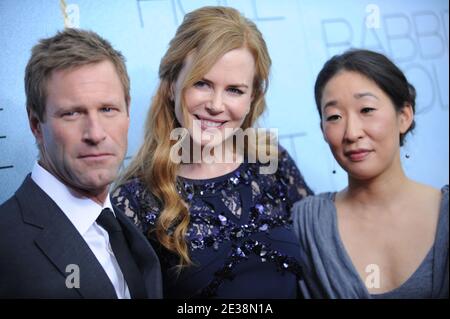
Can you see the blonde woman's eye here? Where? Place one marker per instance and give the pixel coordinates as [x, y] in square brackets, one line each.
[367, 110]
[235, 91]
[333, 118]
[200, 84]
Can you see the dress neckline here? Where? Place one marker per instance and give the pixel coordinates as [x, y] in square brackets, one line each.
[349, 263]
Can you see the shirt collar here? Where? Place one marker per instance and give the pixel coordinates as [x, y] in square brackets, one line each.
[81, 211]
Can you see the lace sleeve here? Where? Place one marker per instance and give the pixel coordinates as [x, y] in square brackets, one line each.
[297, 187]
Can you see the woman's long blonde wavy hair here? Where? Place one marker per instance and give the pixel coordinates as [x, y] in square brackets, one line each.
[208, 33]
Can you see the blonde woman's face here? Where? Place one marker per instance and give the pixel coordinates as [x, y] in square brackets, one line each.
[218, 103]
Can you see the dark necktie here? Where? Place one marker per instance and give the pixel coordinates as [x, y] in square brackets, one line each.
[123, 254]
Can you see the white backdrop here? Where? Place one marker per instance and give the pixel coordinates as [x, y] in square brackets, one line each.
[301, 36]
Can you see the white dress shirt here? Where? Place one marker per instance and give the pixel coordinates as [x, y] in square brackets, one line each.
[83, 213]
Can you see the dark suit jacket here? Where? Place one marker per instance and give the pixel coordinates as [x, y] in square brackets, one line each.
[38, 242]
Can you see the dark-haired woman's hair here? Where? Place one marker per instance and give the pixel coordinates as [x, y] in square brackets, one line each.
[375, 67]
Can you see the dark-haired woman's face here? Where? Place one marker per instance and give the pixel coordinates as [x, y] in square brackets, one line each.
[361, 125]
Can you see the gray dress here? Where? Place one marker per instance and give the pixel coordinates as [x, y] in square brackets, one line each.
[329, 271]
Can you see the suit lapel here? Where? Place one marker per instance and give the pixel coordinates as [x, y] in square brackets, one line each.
[61, 242]
[145, 257]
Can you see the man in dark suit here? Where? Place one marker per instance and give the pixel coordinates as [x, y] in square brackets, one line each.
[60, 236]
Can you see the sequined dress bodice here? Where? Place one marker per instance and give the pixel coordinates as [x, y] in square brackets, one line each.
[240, 237]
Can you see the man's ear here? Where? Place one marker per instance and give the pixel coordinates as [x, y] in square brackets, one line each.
[406, 117]
[35, 126]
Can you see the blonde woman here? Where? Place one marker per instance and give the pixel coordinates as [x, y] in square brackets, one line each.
[222, 228]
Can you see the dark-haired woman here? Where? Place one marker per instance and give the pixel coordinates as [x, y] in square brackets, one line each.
[384, 235]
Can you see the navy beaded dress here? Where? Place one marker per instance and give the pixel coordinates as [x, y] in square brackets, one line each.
[240, 237]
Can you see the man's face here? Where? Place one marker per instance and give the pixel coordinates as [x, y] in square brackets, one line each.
[83, 138]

§ §

= Given task =
Could you write out the records again, covering the stretch from the line containing "Can you see the blonde woman here?" through the end of the records, with "dark blue" substituted for "navy" and nothing else altered?

= Task answer =
Can you see the blonde woman here? Where? Place one marker per instance and give the pixel coordinates as [x, y] in square brackets, one line each.
[222, 228]
Can you see the dark-haired woman here? Where? Place one marker per instance and give the pixel coordinates as [x, y] in square brackets, one line each.
[384, 235]
Can you see the dark blue beaded dress here? Where? Place one marker per instance and give the pixel coordinates as [x, y] in square brackets, one line each.
[240, 237]
Can you see the man's face here? Where? Place one marker per instance and give the pixel coordinates as [x, y] in square brackets, one line each.
[83, 138]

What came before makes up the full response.